> _WHAT THE TASK ASKS_
Extract each of the following lines verbatim, preserving every character and line break.

((

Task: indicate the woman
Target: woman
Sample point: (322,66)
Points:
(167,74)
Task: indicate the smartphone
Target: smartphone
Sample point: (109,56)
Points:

))

> _WRITTEN ANSWER_
Task: indicate the woman
Target: woman
Sample point: (322,66)
Points:
(167,74)
Task: indicate the smartphone
Target: smartphone
Sample point: (109,56)
Points:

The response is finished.